- **Excerpt to read**:
In this series we are  going over a few basic LEGO techniques and ideas for building a good LEGO MOC (My-Own-Creation). I’ll be taking examples from several LEGO builders to give you a good idea of different styles and possibilities of the techniques covered, though unless otherwise specified, the examples are built by me. We’ve already covered building LEGO Bases and borders (see: Building with LEGO: Bases & Borders), so now let’s tackle minifigure-size landscaping! We’re going to be covering them as an overview and also give you references, as all the different areas of landscaping could easily have each an article to themselves! 🙂

LEGO Landscaping by Geneva

LEGO GRASS, PLANTS & TREES: LEGO itself makes several specially molded vegetation pieces, and we can even expand their use. For grass, the Plant Flower Stem works very well, as demonstrated in Siercon & Coral’s Fairy Forest, which also includes several other very nice LEGO plant techniques. Green LEGO plates and bricks also work, especially if you add some height variations. And I find LEGO bamboo-leaves quite useful too.

- **Set problem A**: According to the excerpt on LEGO landscaping, which LEGO piece works very well for grass?
- **Set problem B**: For each statement, say yes or no on whether it agrees with the excerpt on LEGO landscaping, and quote the deciding words. (i) The series has already dealt with building LEGO bases and borders. (ii) All the examples in the series are built by other LEGO builders. (iii) Green LEGO plates and bricks are said not to work for grass.
- **Set problem C**: Carry on the excerpt on LEGO landscaping from the point where it stops.
The records that come next aren't needed for anything asked here.

- **Extracted entries**:
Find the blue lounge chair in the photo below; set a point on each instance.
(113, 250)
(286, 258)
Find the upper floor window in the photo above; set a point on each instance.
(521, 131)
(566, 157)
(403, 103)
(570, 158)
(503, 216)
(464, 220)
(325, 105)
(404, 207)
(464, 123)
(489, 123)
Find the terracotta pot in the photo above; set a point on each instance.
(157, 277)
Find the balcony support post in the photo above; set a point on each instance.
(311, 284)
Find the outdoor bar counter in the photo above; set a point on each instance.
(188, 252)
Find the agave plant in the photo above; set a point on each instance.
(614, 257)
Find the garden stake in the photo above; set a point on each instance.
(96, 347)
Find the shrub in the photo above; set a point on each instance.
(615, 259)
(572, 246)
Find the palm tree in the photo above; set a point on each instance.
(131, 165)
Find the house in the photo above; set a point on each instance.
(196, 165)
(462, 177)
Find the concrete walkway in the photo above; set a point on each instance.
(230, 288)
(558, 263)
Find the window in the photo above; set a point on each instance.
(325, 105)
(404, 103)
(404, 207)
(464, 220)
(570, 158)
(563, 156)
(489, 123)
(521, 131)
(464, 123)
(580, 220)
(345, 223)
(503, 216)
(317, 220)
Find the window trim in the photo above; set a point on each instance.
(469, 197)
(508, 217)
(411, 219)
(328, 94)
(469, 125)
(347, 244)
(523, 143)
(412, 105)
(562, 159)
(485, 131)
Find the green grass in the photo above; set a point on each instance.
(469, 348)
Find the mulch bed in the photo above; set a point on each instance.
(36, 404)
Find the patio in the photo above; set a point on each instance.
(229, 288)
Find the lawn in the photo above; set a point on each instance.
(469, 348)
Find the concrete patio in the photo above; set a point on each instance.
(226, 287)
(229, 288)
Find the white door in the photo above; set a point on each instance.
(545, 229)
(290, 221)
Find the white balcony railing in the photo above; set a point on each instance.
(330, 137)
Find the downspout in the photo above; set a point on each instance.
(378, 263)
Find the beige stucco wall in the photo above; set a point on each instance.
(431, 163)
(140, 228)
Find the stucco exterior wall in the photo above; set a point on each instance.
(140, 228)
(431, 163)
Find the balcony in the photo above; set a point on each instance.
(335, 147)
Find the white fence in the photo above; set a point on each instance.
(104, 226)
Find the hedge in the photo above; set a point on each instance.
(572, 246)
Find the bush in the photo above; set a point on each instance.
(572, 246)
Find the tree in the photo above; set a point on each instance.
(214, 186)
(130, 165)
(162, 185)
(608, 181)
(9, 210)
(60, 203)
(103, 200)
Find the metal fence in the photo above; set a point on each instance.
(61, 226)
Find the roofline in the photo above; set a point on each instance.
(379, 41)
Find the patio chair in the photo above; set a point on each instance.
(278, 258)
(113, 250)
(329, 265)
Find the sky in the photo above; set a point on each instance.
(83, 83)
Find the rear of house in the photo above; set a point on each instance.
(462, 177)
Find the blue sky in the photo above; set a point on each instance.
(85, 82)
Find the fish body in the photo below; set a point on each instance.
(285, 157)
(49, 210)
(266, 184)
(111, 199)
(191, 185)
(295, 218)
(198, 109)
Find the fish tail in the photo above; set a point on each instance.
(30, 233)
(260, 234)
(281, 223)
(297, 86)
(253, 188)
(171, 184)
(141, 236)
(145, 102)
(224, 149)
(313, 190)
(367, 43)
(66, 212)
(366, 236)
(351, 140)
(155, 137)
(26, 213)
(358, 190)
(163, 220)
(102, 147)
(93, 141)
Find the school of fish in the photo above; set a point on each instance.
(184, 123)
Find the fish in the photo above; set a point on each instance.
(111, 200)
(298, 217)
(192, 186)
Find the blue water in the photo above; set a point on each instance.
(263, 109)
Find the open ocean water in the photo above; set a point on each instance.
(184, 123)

- **Exercise output A**: The Plant Flower Stem.

- **Exercise output B**:
(i) Yes: "We’ve already covered building LEGO Bases and borders"
(ii) No: "unless otherwise specified, the examples are built by me"
(iii) No: "Green LEGO plates and bricks also work, especially if you add some height variations."

- **Exercise output C**:
LEGO Fairy Forest by Siercon & Coral

As far as LEGO plants, there are so many varieties and sizes you can make that only your imagination is the limit! For some you can use normal LEGO pieces, and for others you can experiment with green bricks, and even unusual bricks and colors, as seen in the LEGO Fairy Forest mentioned above. (You can see more pictures of the Fairy Forest here.) In general for both grass and most plants the key is to keep regularity and symmetry to a minimum; try to make sure there’s plenty of variation in the landscaping to make it look natural.

LEGO Fairy Forest Flowers by Siercon & Coral

LEGO trees can be a study in themselves (see: How to Make Beautiful LEGO Trees…) as there are so many varieties! For a long time LEGO only produced the two different size plant leaf elements in green, so LEGO fans had to use custom parts if they wanted to add variety (see article mentioned above). Though lately LEGO did introduce some new shades of green and also dark-red and dark-orange! Naturally, the leaf elements are ideal for trees, but there are many other variations you can use. Check out the Falworth fir tree, my own design in the first picture above (not as delicate as it looks!), Legoloverman’s Wasteland, and ‘Ecclesiastes’ intricate tree below.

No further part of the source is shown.